Lo scorso 22 marzo potrebbe aver segnato l’ennesimo punto di non ritorno di qualsiasi futuro dialogo fra ucraini e russi, persino a guerra finita. L'attentato al teatro Crocus City Hall di Mosca, in cui hanno perso la vita oltre 140 persone e più di 300 sono rimaste ferite, ha accentuato ulteriormente le tensioni tra i civili dei due paesi, già frammentate da anni di conflitto e propaganda. Tensioni in modo drammatico irreversibili in seguito ad ogni nuova azione distruttiva dell’esercito e governo russo dopo l’invasione del 24 febbraio 2022.

Non è la prima volta che il focus si sposta, per un breve lasso di tempo, dalle sofferenze dei civili ucraini a quelle dei civili russi: era già successo in seguito ad alcuni attacchi ucraini a Belgorod – risposta dei massicci bombardamenti russi del dicembre 2023 – e altre azioni di sabotaggio lungo il ponte di Crimea. Quello del Crocus City Hall rappresenta però l’episodio più rilevante e tragico dell’invasione russa sul proprio territorio, sebbene non sia collegata direttamente alla guerra in Ucraina, come la propaganda del Cremlino sta provando a far credere nelle ultime settimane insistendo sulla cosiddetta ‘pista ucraina’ dietro la matrice fondamentalista islamica.

■ **ESTRATTO DEI DATI**
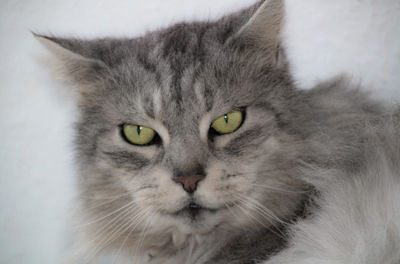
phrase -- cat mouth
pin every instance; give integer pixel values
(193, 210)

■ **COMPITI DA SVOLGERE**
- 1) Riscrivi in forma più breve il paragrafo dell'estratto sull'attentato al Crocus City Hall che comincia con «Lo scorso 22 marzo», conservandone i fatti principali.
- 2) Elenca tutte le date citate nell'estratto sull'attentato al Crocus City Hall.

■ **RISPOSTE AI COMPITI**
- 1) Il 22 marzo potrebbe aver segnato un nuovo punto di non ritorno per il dialogo futuro fra ucraini e russi, anche a guerra finita. L'attentato al Crocus City Hall di Mosca ha causato oltre 140 morti e più di 300 feriti. Ha inoltre acuito le tensioni tra i civili dei due paesi, già divisi da anni di conflitto e propaganda. Ogni nuova azione distruttiva dell'esercito e del governo russo dopo l'invasione del 24 febbraio 2022 ha reso queste tensioni irreversibili.

- 2)
- 22 marzo
- 24 febbraio 2022
- dicembre 2023